■ **YOUR GOAL**
Each entry below should be returned exactly as is, with the pictures removed.

■ **RECORD LIST**
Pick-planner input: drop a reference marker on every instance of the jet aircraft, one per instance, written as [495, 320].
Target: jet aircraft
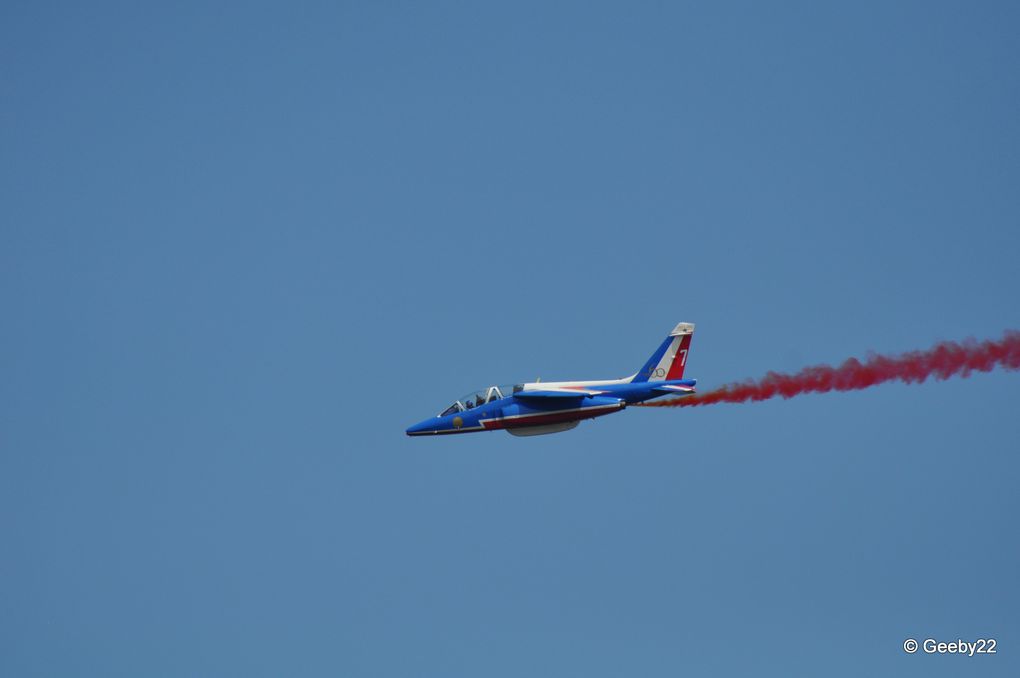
[550, 407]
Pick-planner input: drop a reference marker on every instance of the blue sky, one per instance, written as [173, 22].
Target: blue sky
[243, 247]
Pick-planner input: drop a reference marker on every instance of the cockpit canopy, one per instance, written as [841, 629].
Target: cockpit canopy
[478, 398]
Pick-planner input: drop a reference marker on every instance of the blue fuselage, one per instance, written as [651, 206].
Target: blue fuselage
[544, 409]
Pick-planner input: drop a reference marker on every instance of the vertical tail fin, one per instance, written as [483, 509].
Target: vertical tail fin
[670, 358]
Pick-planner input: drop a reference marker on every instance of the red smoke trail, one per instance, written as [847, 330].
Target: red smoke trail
[941, 361]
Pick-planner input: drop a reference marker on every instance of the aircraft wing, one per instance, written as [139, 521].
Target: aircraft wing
[556, 393]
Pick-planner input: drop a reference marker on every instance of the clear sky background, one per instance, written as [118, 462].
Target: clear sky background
[243, 247]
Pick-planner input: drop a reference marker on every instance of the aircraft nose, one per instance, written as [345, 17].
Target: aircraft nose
[420, 427]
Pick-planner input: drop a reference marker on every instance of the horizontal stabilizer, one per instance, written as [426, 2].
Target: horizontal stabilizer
[672, 388]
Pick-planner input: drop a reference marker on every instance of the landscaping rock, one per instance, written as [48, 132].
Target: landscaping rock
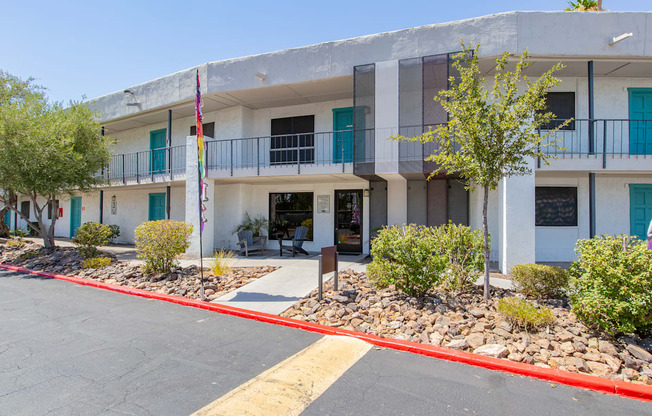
[492, 350]
[639, 353]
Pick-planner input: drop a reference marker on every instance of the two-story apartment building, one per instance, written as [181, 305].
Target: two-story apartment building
[300, 137]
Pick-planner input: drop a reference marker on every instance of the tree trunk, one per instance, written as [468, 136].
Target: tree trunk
[485, 232]
[4, 228]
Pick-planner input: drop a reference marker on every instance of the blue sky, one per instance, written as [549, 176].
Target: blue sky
[91, 48]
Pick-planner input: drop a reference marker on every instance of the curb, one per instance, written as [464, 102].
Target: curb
[585, 381]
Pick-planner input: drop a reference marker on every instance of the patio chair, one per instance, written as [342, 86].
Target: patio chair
[247, 244]
[300, 235]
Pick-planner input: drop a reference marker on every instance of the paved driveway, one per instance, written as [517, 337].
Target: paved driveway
[67, 349]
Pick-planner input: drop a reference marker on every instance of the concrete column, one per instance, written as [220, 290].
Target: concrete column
[396, 199]
[516, 221]
[386, 117]
[192, 204]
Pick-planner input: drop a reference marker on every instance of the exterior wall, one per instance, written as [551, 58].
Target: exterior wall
[233, 200]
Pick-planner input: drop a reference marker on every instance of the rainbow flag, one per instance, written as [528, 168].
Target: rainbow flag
[201, 156]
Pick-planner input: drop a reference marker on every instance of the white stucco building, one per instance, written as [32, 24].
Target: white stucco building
[301, 134]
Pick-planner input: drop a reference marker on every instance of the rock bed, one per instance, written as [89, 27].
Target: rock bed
[181, 282]
[467, 322]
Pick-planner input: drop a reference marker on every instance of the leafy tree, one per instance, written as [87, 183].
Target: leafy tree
[584, 5]
[45, 149]
[491, 134]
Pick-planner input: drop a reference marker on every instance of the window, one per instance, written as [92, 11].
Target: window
[288, 144]
[556, 206]
[562, 105]
[52, 211]
[24, 208]
[288, 211]
[208, 129]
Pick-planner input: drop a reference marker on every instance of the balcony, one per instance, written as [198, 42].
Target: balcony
[292, 154]
[615, 144]
[148, 166]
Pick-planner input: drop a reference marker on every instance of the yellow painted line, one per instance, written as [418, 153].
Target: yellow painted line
[290, 386]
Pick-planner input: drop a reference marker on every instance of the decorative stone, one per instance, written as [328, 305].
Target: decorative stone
[492, 350]
[458, 344]
[639, 353]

■ **ANSWER TO THE PROBLEM**
Pick-planner input: drop a reference marker on every instance of the jet aircraft, one per instance, written as [495, 320].
Target: jet aircraft
[550, 407]
Pick-planner input: drop a reference marker on every instance of the blue sky, one per instance, written as [173, 22].
Target: blue sky
[243, 247]
Pick-planner input: drop a reference marker on every instance of the cockpit canopy, one per instance, written as [841, 629].
Target: cockpit canopy
[478, 398]
Pick-planner input: drop a reference marker on every instance of the blue fuselage, one per instance, written as [651, 206].
Target: blue fuselage
[544, 409]
Pick-planner input: drop a reference marker on every instance of the vertical tail fin, one per instance, written as [483, 509].
Target: vertical tail fin
[670, 358]
Pick-planner input: drop a reference marker on every instance of the red smoke trail, one per instance, written as [847, 330].
Target: red smoke trail
[941, 361]
Pick-planner input: drop a reference marker on every instance of the aircraft wing, one per instance, written as [139, 521].
Target: aircraft wing
[556, 393]
Pick-planner input: drop a reference marker on every instance of the clear sky background, one per instance, written as [118, 462].
Target: clear sky background
[243, 247]
Pick-planner input: drop a reference marker on every instance of the aircraft nose, one per instance, written as [345, 17].
Target: aircraft nose
[420, 427]
Pick-planner input: drop a reference marker on every instance of the horizontal stabilizer, one per instance, written as [426, 2].
Target: horizontal stabilizer
[672, 388]
Pick-planner input: drop a reference marker on every instance of the landscaping rock, one per instance, written as [48, 132].
Target: landscaping rock
[492, 350]
[639, 353]
Pick-planner input: drop a reference marker on every instance of the two-story apartment building, one per instance, written as [181, 305].
Target: two-story apartment building
[300, 137]
Pick-planner input: drop a reference marker on every instance of the tree trunk, one per instance, written as [468, 136].
Target: tree trunk
[485, 232]
[4, 228]
Pick-planner input: drop a reference marker on every instance of the blue sky, one per instance, written as [549, 176].
Target: blue sky
[91, 48]
Pick-planner input: drop a reference marker on every instance of the curb, one per instance, written as [464, 102].
Target: curb
[585, 381]
Pick-planner input: drop a reference marker on every instance of the patio chair, one per instance, written as [342, 86].
Target: patio chair
[247, 244]
[300, 235]
Pick-planner input: drop a reference marker on every instance of the paved driveway, one per instance, written as [517, 337].
Target: paved driveway
[67, 349]
Pick-planner input: drop a reference marker on every instance of the concrete column, one per instance, written as [220, 290].
Target: concrete column
[396, 199]
[516, 221]
[386, 117]
[192, 204]
Pick-planner input: drop a reference marker on every instance of the exterior wall, one per instance, written as [551, 58].
Target: exterior wall
[233, 200]
Pick-planner input: drop a reference marker on every instance of the rainbow flag, one per instance, written as [528, 168].
Target: rainbow flag
[201, 156]
Pick-planner input: drop a reference marker on every instance of the white stucco building, one per instance, written as [32, 24].
Target: white stucco building
[301, 134]
Pick-planner input: drop a reference marker on every instance of the rock bed, one per instance, written as [89, 27].
Target: rock bed
[181, 282]
[467, 322]
Pick-planner input: drop a reference marker on every instance of the leafy tree, one per instance, written as [87, 183].
Target: leafy tree
[584, 5]
[45, 149]
[491, 134]
Pick-planner input: drop a reference marker on every instance of the window, one per instance, written as [92, 11].
Target: window
[288, 144]
[556, 206]
[562, 105]
[52, 211]
[24, 208]
[288, 211]
[208, 129]
Pick-planner input: drop a reference marker on every instance of the balcony, one per instance, written as [198, 42].
Target: balcony
[292, 154]
[615, 144]
[148, 166]
Pick-planner input: drop a reference marker on every instance of the yellow painted line, one per instance, written as [418, 153].
Target: yellow painted line
[290, 386]
Pick-planner input: drop a reference marker on every instance of the decorative stone, one per instance, written as [328, 305].
Target: decorative stone
[492, 350]
[458, 344]
[639, 353]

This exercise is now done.